### TEXT SECTION
= Murder of Emily Salsbury =

1910 murder in Australia

Emily May Salsbury (26 July 1885 – 15 June 1910) was an Australian woman who was killed in a busy local street in Rockhampton, Queensland on 15 June 1910. She was fatally shot by her former fiancé, local jockey Arthur Robert Davis, son of former Rockhampton town clerk, William Davis.

==Shooting==
Davis shot and killed Salsbury in William Street outside St Paul's Day School, next to St Paul's Cathedral, where an evening social function was being held. Salsbury had been sitting in a horse-drawn sulky, having just transported some children to the event, and was in conversation with Roland Hett when the shooting occurred.

The shooting was witnessed by police sergeant Thomas Seymour who was talking to a shopkeeper at a local confectionery store on the opposite side of the street when Davis began firing. Seymour witnessed Hett fall to the ground after being shot, and then saw Davis kill Salsbury as she sat in the sulky. Seymour rushed over and attempted to disarm Davis. Davis attempted to shoot Seymour at point blank range during the struggle but failed to do so as the magazine cartridge was spent. With the aid of another man, Seymour successfully restrained Davis.

Hett was seriously injured and taken to Rockhampton Hospital where he spent almost a month recovering before being discharged on 7 July 1910. After a post-mortem examination, Salsbury's body was buried in the South Rockhampton Cemetery.

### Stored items
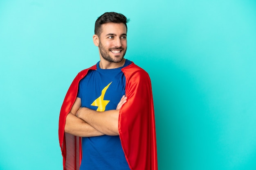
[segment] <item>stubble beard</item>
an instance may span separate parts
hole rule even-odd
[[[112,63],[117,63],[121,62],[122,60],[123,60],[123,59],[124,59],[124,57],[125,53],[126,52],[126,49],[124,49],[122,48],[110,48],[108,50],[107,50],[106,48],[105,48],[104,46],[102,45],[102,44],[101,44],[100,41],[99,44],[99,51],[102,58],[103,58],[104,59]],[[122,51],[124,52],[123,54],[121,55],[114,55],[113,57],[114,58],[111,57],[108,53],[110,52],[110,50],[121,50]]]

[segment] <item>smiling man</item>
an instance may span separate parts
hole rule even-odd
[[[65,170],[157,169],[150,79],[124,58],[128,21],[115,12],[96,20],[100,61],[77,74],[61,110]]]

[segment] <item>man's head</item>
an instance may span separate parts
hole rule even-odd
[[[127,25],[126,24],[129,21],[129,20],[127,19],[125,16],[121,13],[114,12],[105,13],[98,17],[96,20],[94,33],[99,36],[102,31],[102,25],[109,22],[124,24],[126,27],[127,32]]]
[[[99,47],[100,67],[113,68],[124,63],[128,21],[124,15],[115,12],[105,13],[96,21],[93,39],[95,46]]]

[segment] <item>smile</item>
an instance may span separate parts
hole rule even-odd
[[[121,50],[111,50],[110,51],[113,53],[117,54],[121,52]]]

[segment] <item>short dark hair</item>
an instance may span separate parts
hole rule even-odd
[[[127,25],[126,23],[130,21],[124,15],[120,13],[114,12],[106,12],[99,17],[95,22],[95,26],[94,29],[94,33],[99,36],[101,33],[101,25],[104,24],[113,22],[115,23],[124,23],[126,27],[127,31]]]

==

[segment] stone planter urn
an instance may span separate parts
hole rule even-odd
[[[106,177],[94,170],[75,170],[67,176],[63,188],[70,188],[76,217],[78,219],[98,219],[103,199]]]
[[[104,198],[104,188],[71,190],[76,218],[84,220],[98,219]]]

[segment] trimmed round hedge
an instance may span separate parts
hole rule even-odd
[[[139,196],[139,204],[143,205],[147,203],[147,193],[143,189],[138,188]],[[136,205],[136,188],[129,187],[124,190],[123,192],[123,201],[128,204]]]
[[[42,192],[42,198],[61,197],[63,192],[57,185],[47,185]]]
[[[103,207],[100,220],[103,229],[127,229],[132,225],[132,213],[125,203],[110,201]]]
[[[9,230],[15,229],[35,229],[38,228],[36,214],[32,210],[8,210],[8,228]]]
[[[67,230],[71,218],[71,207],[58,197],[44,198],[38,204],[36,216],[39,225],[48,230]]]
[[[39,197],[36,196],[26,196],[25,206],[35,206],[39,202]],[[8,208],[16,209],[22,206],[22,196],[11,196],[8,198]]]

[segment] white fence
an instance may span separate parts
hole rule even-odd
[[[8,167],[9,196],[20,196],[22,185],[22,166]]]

### TASK SET
a) Answer these questions from the Emily Salsbury article:
(i) Who was Arthur Robert Davis's father?
(ii) Where was Thomas Seymour when Davis began firing?
(iii) On what date was Roland Hett discharged from Rockhampton Hospital?
b) According to the Emily Salsbury article, why did Davis fail to shoot Seymour when he tried to fire at point blank range during their struggle?

### EXERCISE RESULTS
a)
(i) William Davis, a former Rockhampton town clerk.
(ii) At a local confectionery store on the opposite side of the street, talking to a shopkeeper.
(iii) 7 July 1910.

b) The magazine cartridge was spent, so Davis could not fire. Seymour and another man then restrained him.